■ WHAT NEEDS TO BE DONE:
Copy out each line below exactly as it appears.

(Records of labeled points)
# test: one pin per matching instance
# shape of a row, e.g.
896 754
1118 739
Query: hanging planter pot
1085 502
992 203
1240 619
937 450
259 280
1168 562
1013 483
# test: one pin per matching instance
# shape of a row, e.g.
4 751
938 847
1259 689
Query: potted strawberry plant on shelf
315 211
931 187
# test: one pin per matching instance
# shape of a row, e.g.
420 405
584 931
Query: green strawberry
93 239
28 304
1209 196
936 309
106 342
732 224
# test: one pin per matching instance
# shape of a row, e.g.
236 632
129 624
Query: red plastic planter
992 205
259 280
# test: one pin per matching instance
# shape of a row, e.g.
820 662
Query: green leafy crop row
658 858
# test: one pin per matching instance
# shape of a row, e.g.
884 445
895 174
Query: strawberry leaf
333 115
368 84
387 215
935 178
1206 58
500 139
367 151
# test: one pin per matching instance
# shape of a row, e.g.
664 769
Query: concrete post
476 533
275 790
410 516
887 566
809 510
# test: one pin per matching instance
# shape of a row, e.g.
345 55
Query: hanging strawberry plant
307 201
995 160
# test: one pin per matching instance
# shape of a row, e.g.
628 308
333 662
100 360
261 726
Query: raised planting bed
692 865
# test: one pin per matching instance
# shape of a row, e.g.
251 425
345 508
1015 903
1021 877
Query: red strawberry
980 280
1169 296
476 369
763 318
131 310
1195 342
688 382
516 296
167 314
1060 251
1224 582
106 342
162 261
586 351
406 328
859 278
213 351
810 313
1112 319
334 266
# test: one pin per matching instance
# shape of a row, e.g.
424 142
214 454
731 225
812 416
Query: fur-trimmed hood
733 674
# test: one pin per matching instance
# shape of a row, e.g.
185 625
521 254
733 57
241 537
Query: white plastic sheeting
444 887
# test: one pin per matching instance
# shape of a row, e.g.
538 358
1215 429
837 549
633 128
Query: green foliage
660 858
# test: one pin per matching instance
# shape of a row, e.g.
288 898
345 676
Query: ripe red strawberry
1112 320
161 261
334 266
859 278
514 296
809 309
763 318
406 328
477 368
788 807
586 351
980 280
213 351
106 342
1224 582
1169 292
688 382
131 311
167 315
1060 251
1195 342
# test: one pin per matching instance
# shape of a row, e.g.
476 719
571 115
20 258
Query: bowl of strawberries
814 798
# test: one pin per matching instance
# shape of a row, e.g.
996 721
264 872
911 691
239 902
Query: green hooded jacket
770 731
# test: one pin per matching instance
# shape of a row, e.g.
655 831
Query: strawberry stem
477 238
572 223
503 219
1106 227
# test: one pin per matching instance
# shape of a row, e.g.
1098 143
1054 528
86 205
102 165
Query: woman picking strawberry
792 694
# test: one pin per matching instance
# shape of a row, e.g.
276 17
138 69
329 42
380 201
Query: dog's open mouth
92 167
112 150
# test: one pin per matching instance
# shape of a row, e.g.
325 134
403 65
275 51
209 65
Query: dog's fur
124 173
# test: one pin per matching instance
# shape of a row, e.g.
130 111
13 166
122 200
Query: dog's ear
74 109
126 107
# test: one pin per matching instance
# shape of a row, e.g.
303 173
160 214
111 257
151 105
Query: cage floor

■ RIGHT ANSWER:
# test: one pin per matching instance
# shape of a row, e.g.
896 754
1118 739
Query: hanging planter pot
1085 502
992 203
1240 619
937 450
259 280
1168 562
1013 483
# test: one pin per matching instance
# shape of a row, e.g.
4 751
938 847
1259 689
Query: potted strawberry plant on shelf
315 211
931 187
# test: one pin per matching instance
# shape of a row, e.g.
420 405
584 931
Query: green strawberry
93 239
28 304
1209 196
936 309
106 342
732 224
# test: one pin per matching instance
# shape of a row, e.g.
236 632
129 624
Query: red plastic planter
992 205
259 280
# test: one pin per matching instance
# shape of a row, e.g.
820 662
Query: green leafy crop row
658 858
# test: one pin per matching instance
# shape of a row, e.g.
884 445
895 174
Query: strawberry leaf
333 115
368 84
387 215
935 178
1206 58
500 139
367 151
# test: one pin per matching instance
# shape of a row, e.g.
664 769
Query: concrete post
476 533
275 790
410 516
887 566
809 510
# test: one pin per matching instance
# shape of a row, e.g.
345 55
Query: hanging strawberry plant
307 201
995 160
# test: one pin per matching instance
# shape of a row, e.g.
628 308
333 662
100 360
261 726
Query: raised planting bed
692 865
# test: one pin per matching instance
# shape of a row, e.g.
251 425
345 508
1015 903
1021 877
Query: red strawberry
980 280
1169 296
476 369
763 318
131 310
1195 342
688 382
516 296
167 314
1060 251
1224 582
106 342
162 261
586 351
406 328
859 278
213 351
810 313
1112 319
334 266
# test: one pin per matching instance
# shape of a row, e.g.
424 142
214 454
731 225
812 416
Query: fur-trimmed hood
733 674
# test: one pin per matching instance
# shape of a row, e.g.
185 625
521 254
733 57
241 537
Query: white plastic sheeting
444 887
# test: one pin per matching instance
# shape of a row, e.g.
538 358
1215 429
837 549
633 128
Query: green foliage
660 858
# test: one pin per matching instance
# shape of a row, e.g.
288 898
345 676
Query: ripe red strawberry
1112 320
161 261
334 266
859 278
514 296
809 309
763 318
406 328
477 368
788 807
586 351
980 280
213 351
106 342
1224 582
1169 292
688 382
131 311
167 315
1060 251
1195 342
# test: one pin per matching instance
# shape of a row, e.g.
476 719
571 115
20 258
Query: bowl of strawberries
814 798
# test: one pin per matching instance
# shape of a row, e.g.
996 721
264 872
911 691
239 902
Query: green hooded jacket
770 731
# test: one pin per matching instance
# shape of a row, e.g.
655 831
Query: strawberry stem
477 238
572 223
503 219
1106 227
# test: one pin per matching instance
# shape of a row, e.g.
1098 143
1054 528
86 205
102 165
Query: woman picking strawberry
792 694
# test: one pin per matching instance
# shape of a row, e.g.
276 17
138 69
329 42
380 201
Query: dog's open mouth
92 167
112 150
# test: one pin per matching instance
# shape of a row, e.g.
325 134
403 65
275 51
209 65
Query: dog's fur
124 173
# test: one pin per matching instance
# shape of a row, e.g.
130 111
13 166
122 200
Query: dog's ear
74 109
126 107
# test: one pin per matching instance
# shape of a row, e.g.
303 173
160 214
111 257
151 105
Query: cage floor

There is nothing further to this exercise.